Required action: Set down the entries below once more, precisely as they stand.

Input data:
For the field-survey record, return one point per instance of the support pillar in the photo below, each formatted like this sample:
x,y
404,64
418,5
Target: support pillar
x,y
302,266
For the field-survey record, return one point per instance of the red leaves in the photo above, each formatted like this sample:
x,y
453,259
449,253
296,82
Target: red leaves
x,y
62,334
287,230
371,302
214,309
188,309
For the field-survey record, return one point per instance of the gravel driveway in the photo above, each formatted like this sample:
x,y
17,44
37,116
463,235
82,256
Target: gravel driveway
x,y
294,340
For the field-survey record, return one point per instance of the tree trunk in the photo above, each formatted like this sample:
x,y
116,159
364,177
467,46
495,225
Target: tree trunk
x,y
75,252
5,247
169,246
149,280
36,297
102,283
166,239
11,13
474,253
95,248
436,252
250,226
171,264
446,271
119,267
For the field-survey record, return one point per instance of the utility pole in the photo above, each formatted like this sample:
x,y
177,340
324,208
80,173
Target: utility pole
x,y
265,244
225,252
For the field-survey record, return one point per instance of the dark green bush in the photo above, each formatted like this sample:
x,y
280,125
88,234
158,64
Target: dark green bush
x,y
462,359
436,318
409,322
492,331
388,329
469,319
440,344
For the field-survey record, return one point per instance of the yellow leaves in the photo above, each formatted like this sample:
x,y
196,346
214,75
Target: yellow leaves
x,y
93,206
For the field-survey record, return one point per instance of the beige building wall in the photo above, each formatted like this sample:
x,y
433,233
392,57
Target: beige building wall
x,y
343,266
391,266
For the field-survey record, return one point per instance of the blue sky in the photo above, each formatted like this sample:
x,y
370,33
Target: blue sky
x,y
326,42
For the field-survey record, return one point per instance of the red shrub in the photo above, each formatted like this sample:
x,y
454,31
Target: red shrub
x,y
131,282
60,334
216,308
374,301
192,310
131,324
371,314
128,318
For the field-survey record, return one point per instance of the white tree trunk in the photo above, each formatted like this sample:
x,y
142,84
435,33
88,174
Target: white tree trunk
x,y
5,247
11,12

Finished task:
For the field-survey record, return one point per instance of the support pillar in the photo below, each formatted like this sample:
x,y
404,64
418,5
Target: support pillar
x,y
302,266
For the field-survey record, return one point per instance of the red leaves in the photo above, each formatted like this sample:
x,y
453,259
449,253
296,82
Target: red leaves
x,y
62,334
287,230
371,302
214,309
188,309
For the field-survey record, return one point per instance of the gravel driveway in the photo above, each formatted like this sample:
x,y
17,44
37,116
463,235
82,256
Target: gravel driveway
x,y
294,340
For the field-survey record, return one point per instance of the tree trunk in the photo above, each formatted like this sample:
x,y
116,159
364,177
467,46
495,225
Target: tree trunk
x,y
75,252
5,247
169,246
149,280
36,297
102,283
166,239
11,13
474,253
95,248
436,252
250,226
171,264
446,271
119,267
For the field-survey record, return one point per instance of the utility pole in the photo above, each formatted like this sample:
x,y
177,340
324,208
80,173
Target: utility pole
x,y
265,244
225,252
For the field-survey record, return one point per instance of the dark green bush in the photo above, each formatted like this sample:
x,y
280,125
88,234
158,64
Target: dark green bush
x,y
462,359
436,318
409,322
492,331
388,329
469,319
440,344
For the field-survey record, return one point per instance of the yellow leaves in the photo above, each formatted like this sample:
x,y
196,346
214,75
Target: yellow leaves
x,y
93,206
For the field-survey record, return one point per instance of the beige building wall in the photo above, each formatted like this sample:
x,y
433,233
392,57
Target: beige building wall
x,y
343,266
391,266
For the field-survey record, return one point per instance of the blue sky in the photo above, each formatted like this sample:
x,y
370,33
Target: blue sky
x,y
326,42
For the field-survey record, return one point per instance of the red shrub in the photo above, each formatted like this sample:
x,y
454,31
Target: red shrub
x,y
131,282
60,334
216,308
374,301
192,310
131,324
371,314
128,318
For the field-survey record, return one point per instance of the white tree trunk in the photo above, each formatted like this sample:
x,y
142,84
435,33
88,174
Target: white tree trunk
x,y
5,247
11,12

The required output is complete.